PROBLEM TO SOLVE> Set out exactly, and with nothing added, the line containing "find the utility" and every line after it through the final line of the data.

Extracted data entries
*** Block opens ***
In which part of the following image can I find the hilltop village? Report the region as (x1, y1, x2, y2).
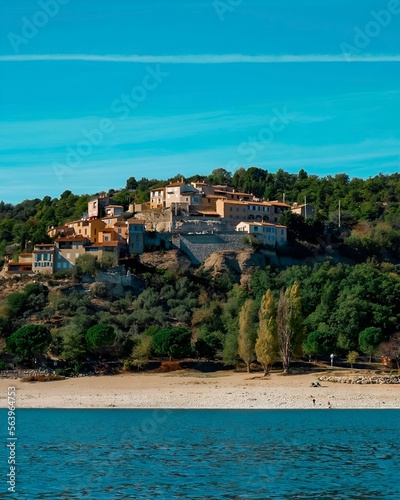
(4, 179, 310, 275)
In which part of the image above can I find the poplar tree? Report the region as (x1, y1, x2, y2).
(277, 281, 304, 373)
(238, 299, 257, 373)
(255, 290, 278, 376)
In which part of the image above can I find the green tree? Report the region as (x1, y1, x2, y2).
(359, 327, 383, 362)
(221, 285, 247, 366)
(100, 252, 117, 269)
(75, 254, 100, 277)
(126, 176, 138, 190)
(152, 327, 193, 359)
(6, 324, 52, 362)
(238, 299, 257, 373)
(303, 326, 337, 359)
(346, 350, 359, 368)
(6, 292, 28, 317)
(130, 335, 153, 370)
(85, 324, 116, 354)
(255, 290, 278, 376)
(60, 324, 87, 362)
(277, 281, 304, 373)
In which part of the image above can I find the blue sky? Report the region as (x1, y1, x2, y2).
(1, 0, 399, 203)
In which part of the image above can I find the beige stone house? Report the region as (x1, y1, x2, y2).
(236, 221, 287, 246)
(32, 244, 55, 274)
(5, 253, 33, 275)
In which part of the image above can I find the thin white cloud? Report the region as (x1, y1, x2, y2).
(1, 54, 400, 63)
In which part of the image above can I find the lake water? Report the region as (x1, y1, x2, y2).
(1, 409, 399, 499)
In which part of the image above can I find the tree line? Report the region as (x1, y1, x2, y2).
(1, 167, 400, 264)
(1, 258, 399, 373)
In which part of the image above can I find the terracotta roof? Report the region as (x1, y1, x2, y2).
(216, 200, 253, 206)
(33, 249, 54, 253)
(269, 202, 290, 207)
(19, 253, 32, 257)
(223, 191, 254, 197)
(56, 236, 88, 242)
(217, 199, 289, 208)
(165, 182, 183, 187)
(126, 219, 145, 225)
(87, 241, 120, 248)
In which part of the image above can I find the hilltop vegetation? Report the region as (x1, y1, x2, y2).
(0, 257, 399, 374)
(1, 167, 400, 373)
(1, 168, 400, 263)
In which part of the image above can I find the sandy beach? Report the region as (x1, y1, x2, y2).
(1, 370, 399, 409)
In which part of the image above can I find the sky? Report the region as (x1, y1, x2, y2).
(0, 0, 400, 204)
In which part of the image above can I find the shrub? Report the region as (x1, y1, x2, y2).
(21, 374, 65, 382)
(158, 361, 182, 372)
(152, 327, 193, 359)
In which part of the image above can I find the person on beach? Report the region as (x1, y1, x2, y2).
(313, 398, 316, 407)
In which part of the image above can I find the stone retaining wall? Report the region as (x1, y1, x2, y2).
(0, 369, 47, 379)
(177, 233, 247, 265)
(319, 374, 400, 384)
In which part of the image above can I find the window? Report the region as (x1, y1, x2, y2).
(104, 236, 109, 242)
(66, 252, 71, 259)
(118, 228, 122, 233)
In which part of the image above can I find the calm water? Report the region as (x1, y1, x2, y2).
(1, 409, 399, 499)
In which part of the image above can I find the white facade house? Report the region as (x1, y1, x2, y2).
(236, 221, 287, 245)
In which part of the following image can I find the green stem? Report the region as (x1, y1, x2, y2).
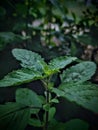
(45, 89, 49, 130)
(42, 78, 50, 130)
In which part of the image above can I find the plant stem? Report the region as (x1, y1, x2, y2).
(45, 89, 49, 130)
(42, 78, 50, 130)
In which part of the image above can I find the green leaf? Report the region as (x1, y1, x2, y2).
(61, 61, 96, 83)
(28, 118, 43, 127)
(12, 49, 77, 76)
(48, 107, 56, 121)
(13, 22, 26, 32)
(70, 42, 77, 56)
(0, 68, 42, 87)
(63, 119, 89, 130)
(0, 32, 27, 51)
(59, 82, 98, 113)
(50, 98, 59, 103)
(0, 103, 30, 130)
(43, 103, 50, 111)
(38, 95, 46, 104)
(48, 56, 77, 72)
(43, 107, 56, 122)
(12, 48, 47, 73)
(78, 34, 98, 46)
(48, 119, 63, 130)
(30, 108, 40, 114)
(51, 87, 65, 97)
(49, 0, 68, 14)
(16, 88, 42, 108)
(48, 119, 89, 130)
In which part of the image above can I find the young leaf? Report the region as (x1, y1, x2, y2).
(48, 119, 89, 130)
(48, 107, 56, 121)
(16, 88, 42, 108)
(51, 87, 65, 97)
(50, 98, 59, 103)
(12, 49, 60, 76)
(59, 82, 98, 113)
(43, 107, 56, 123)
(0, 68, 42, 87)
(48, 56, 77, 72)
(43, 103, 50, 111)
(61, 61, 96, 83)
(0, 103, 30, 130)
(12, 48, 47, 72)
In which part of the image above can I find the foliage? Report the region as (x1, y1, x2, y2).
(59, 83, 98, 113)
(60, 61, 96, 83)
(0, 103, 30, 130)
(12, 48, 47, 71)
(0, 68, 42, 87)
(0, 32, 30, 51)
(0, 48, 97, 130)
(0, 0, 98, 60)
(0, 0, 98, 130)
(16, 88, 42, 108)
(48, 119, 89, 130)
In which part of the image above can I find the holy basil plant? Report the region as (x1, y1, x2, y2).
(0, 48, 98, 130)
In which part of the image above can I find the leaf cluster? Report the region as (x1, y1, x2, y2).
(0, 48, 98, 130)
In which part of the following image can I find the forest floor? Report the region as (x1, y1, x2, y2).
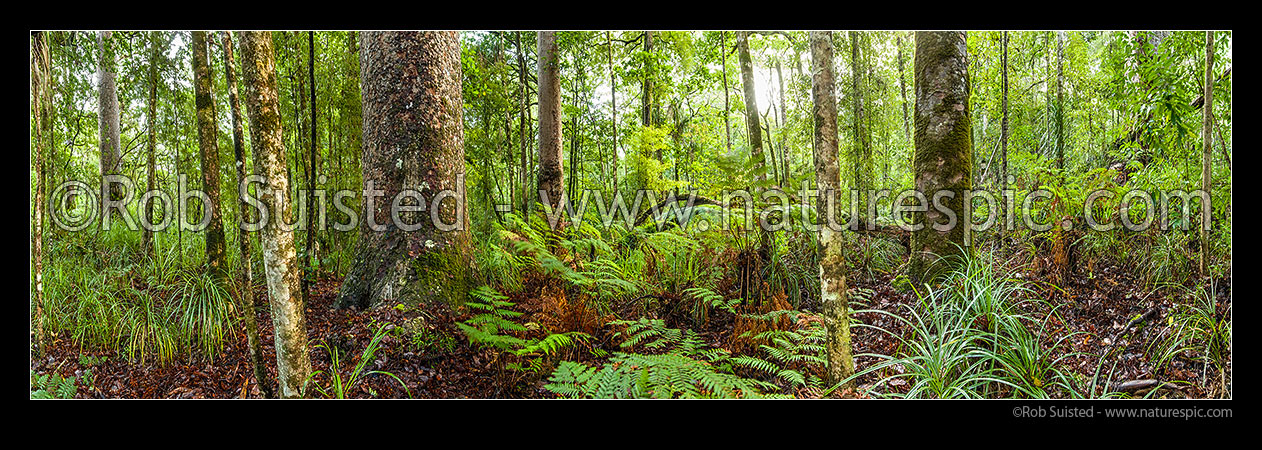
(30, 262, 1231, 399)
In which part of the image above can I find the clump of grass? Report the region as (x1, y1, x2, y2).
(1148, 280, 1231, 396)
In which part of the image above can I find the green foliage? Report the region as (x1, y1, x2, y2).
(544, 318, 785, 398)
(306, 324, 410, 399)
(30, 369, 91, 399)
(1148, 281, 1230, 393)
(843, 251, 1093, 399)
(457, 285, 591, 374)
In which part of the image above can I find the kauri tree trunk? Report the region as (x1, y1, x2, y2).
(536, 31, 564, 212)
(334, 31, 470, 310)
(97, 30, 122, 215)
(909, 31, 972, 282)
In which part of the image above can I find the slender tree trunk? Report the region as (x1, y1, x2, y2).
(221, 31, 273, 399)
(335, 31, 470, 310)
(775, 59, 789, 183)
(237, 31, 313, 398)
(897, 32, 912, 145)
(32, 31, 51, 355)
(192, 31, 229, 278)
(1200, 31, 1214, 276)
(1055, 32, 1065, 173)
(515, 32, 530, 213)
(606, 32, 620, 192)
(536, 31, 564, 212)
(144, 33, 159, 258)
(737, 31, 771, 261)
(909, 31, 973, 282)
(849, 31, 871, 219)
(304, 31, 318, 304)
(809, 31, 854, 389)
(1000, 31, 1009, 238)
(721, 31, 733, 154)
(97, 30, 121, 216)
(737, 31, 765, 179)
(642, 31, 653, 127)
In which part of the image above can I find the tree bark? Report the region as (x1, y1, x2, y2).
(897, 32, 912, 145)
(97, 30, 122, 215)
(1055, 32, 1065, 172)
(144, 32, 159, 258)
(809, 31, 855, 389)
(1200, 31, 1214, 275)
(909, 31, 973, 282)
(737, 31, 765, 179)
(1000, 31, 1009, 237)
(536, 31, 564, 212)
(32, 31, 51, 355)
(222, 30, 273, 399)
(606, 31, 620, 192)
(335, 31, 471, 310)
(237, 30, 313, 398)
(849, 31, 872, 218)
(305, 31, 318, 306)
(722, 31, 733, 154)
(192, 31, 229, 278)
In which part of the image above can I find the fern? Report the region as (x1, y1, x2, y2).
(544, 318, 788, 398)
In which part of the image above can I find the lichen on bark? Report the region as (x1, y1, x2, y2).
(335, 31, 471, 310)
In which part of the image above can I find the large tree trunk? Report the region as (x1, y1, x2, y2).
(809, 31, 855, 389)
(1200, 31, 1214, 275)
(237, 31, 313, 398)
(334, 31, 470, 310)
(222, 30, 273, 399)
(536, 31, 564, 212)
(909, 31, 973, 282)
(97, 30, 122, 215)
(192, 31, 229, 278)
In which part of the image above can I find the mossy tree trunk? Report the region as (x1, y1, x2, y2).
(238, 31, 313, 398)
(334, 31, 471, 310)
(222, 30, 273, 399)
(192, 31, 228, 278)
(909, 31, 972, 283)
(810, 31, 856, 389)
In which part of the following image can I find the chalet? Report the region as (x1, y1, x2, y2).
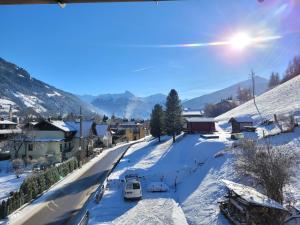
(184, 117, 216, 134)
(11, 119, 113, 163)
(0, 118, 21, 140)
(228, 117, 254, 133)
(220, 180, 289, 225)
(12, 119, 77, 163)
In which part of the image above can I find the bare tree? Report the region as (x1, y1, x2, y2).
(235, 139, 296, 204)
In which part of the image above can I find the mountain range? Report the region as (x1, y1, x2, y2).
(0, 57, 94, 117)
(78, 92, 167, 119)
(0, 57, 269, 119)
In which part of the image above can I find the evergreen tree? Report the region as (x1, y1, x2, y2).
(165, 89, 182, 143)
(282, 55, 300, 83)
(268, 72, 280, 88)
(150, 104, 164, 142)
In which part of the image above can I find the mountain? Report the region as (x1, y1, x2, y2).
(183, 76, 268, 109)
(79, 92, 166, 119)
(0, 57, 94, 117)
(216, 75, 300, 121)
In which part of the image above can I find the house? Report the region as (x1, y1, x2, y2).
(95, 124, 113, 147)
(12, 119, 77, 163)
(183, 117, 216, 133)
(111, 122, 146, 142)
(0, 118, 21, 140)
(11, 119, 113, 164)
(228, 117, 254, 133)
(220, 180, 289, 225)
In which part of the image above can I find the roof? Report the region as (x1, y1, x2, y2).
(185, 117, 215, 123)
(96, 124, 110, 136)
(49, 120, 77, 132)
(222, 179, 286, 211)
(0, 120, 17, 125)
(25, 138, 64, 142)
(182, 110, 203, 116)
(65, 121, 94, 138)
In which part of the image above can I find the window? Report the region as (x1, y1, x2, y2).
(133, 183, 140, 189)
(60, 144, 63, 152)
(28, 143, 33, 151)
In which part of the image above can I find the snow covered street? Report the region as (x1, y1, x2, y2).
(88, 133, 236, 225)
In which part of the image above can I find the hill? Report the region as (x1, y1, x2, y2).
(216, 75, 300, 122)
(183, 76, 268, 109)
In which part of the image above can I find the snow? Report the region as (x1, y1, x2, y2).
(0, 161, 28, 201)
(216, 75, 300, 122)
(46, 91, 62, 97)
(50, 120, 77, 132)
(185, 117, 215, 122)
(17, 74, 24, 78)
(87, 133, 234, 225)
(13, 92, 47, 113)
(222, 179, 286, 210)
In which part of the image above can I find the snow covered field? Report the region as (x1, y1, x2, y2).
(87, 133, 236, 225)
(0, 160, 28, 201)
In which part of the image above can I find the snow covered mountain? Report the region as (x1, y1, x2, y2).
(216, 75, 300, 122)
(79, 92, 167, 119)
(0, 57, 94, 117)
(183, 76, 268, 110)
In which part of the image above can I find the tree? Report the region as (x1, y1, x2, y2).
(237, 86, 252, 103)
(268, 72, 280, 88)
(236, 139, 296, 204)
(165, 89, 182, 143)
(282, 55, 300, 83)
(150, 104, 165, 142)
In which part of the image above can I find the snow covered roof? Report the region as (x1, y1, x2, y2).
(185, 117, 215, 123)
(96, 124, 110, 136)
(0, 120, 17, 125)
(65, 121, 94, 138)
(222, 179, 286, 210)
(25, 138, 64, 142)
(182, 110, 203, 116)
(49, 120, 77, 132)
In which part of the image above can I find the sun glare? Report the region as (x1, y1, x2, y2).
(229, 32, 252, 50)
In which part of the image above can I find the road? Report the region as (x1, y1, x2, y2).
(13, 144, 132, 225)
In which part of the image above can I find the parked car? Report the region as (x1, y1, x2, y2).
(124, 174, 142, 200)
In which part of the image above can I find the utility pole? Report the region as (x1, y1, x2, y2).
(251, 70, 263, 121)
(79, 106, 83, 153)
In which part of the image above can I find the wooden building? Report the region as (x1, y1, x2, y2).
(184, 117, 216, 134)
(228, 117, 254, 133)
(220, 179, 289, 225)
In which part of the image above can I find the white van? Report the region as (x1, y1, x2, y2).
(124, 174, 142, 200)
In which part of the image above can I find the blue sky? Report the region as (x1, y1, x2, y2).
(0, 0, 299, 99)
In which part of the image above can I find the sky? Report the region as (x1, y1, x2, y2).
(0, 0, 300, 99)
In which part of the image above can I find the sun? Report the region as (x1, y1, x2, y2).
(229, 32, 252, 50)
*** Block closes ***
SOLUTION TO THIS EXERCISE>
In which part of the image above can I find the utility pole? Report the region as (x1, y1, x2, y2).
(251, 70, 263, 121)
(79, 106, 83, 153)
In which part of the image above can I find the wooden building? Report the region as (x1, y1, x2, y2).
(184, 117, 216, 134)
(228, 117, 254, 133)
(220, 179, 289, 225)
In which part of the image above can I find the white van? Report the region as (x1, y1, x2, y2).
(124, 174, 142, 200)
In which part of the image above can I find the blue sky? Report the region as (x1, y1, x2, y2).
(0, 0, 299, 99)
In which part of the image above can I find the sky? Report the region as (x1, y1, x2, y2).
(0, 0, 300, 99)
In which part of the image above can I find the sun? Report the region as (x1, y1, x2, y2).
(229, 32, 252, 50)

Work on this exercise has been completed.